GIVEN PROBLEM:
In the lines starting with the one that contains "the murky water." and going on through the last line, change "put a point on" to "place a dot on" and keep everything else the same. Give back only those lines, without the pictures.

THE RECORDS:
----------------------------------------

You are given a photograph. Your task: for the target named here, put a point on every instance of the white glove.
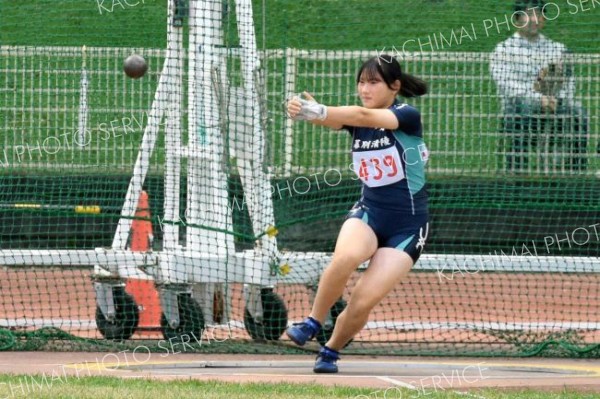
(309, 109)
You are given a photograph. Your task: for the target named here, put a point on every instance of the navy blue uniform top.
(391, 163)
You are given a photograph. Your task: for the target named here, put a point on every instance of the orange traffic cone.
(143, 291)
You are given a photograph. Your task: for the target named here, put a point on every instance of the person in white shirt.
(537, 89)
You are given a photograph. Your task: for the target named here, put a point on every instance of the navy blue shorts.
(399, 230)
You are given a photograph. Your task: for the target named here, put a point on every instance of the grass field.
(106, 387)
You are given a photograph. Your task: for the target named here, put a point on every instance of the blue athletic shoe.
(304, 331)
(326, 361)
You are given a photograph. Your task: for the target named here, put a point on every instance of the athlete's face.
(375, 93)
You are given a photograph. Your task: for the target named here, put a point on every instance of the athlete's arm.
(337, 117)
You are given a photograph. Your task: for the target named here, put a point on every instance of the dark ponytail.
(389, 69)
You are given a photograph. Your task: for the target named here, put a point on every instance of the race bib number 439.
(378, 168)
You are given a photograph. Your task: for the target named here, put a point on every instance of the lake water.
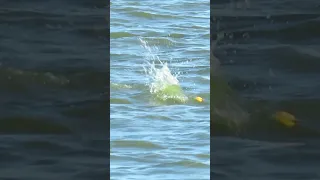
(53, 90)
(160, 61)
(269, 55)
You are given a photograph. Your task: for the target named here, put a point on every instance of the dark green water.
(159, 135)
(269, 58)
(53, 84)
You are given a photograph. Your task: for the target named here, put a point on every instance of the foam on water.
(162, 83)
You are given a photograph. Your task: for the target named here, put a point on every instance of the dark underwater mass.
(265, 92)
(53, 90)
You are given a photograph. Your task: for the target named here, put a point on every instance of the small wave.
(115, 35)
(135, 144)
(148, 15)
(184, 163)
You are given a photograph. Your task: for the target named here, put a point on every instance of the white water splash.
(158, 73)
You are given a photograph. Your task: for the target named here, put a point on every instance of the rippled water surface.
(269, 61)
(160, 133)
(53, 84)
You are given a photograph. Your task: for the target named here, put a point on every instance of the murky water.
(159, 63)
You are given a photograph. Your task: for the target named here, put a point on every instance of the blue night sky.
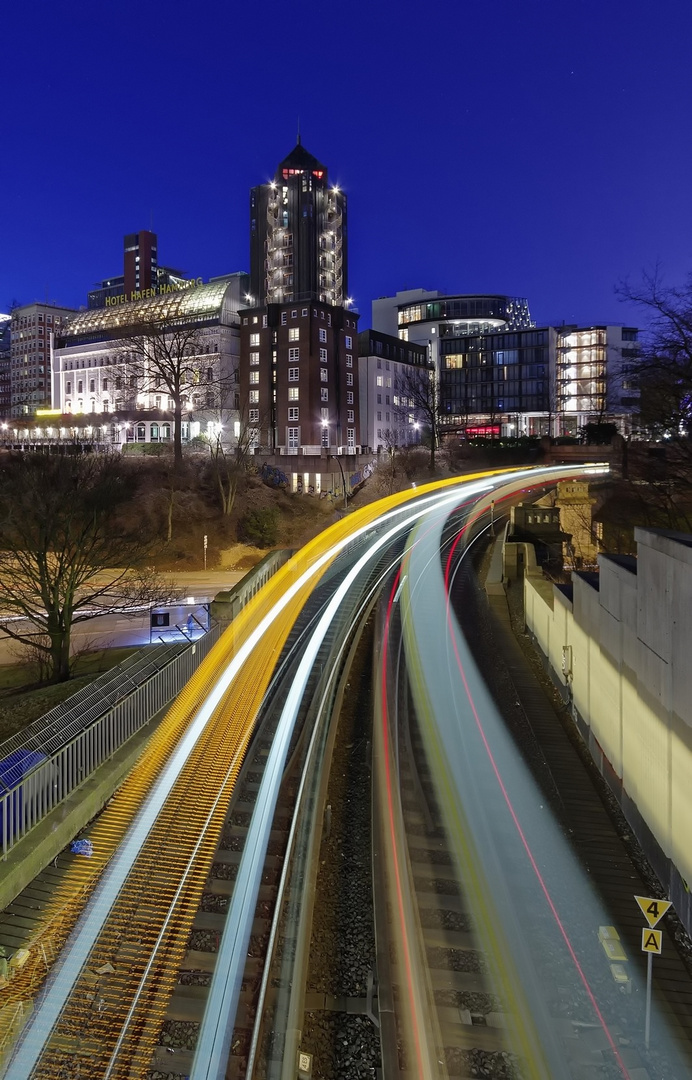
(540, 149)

----------------------------------------

SOLUTION:
You are given a photograph. Your task: for the target named here, place a dot on every instance of the murky water.
(159, 63)
You are given a photograph. Your task: for the target named here, place a dot on every instance of the blue night sky.
(540, 149)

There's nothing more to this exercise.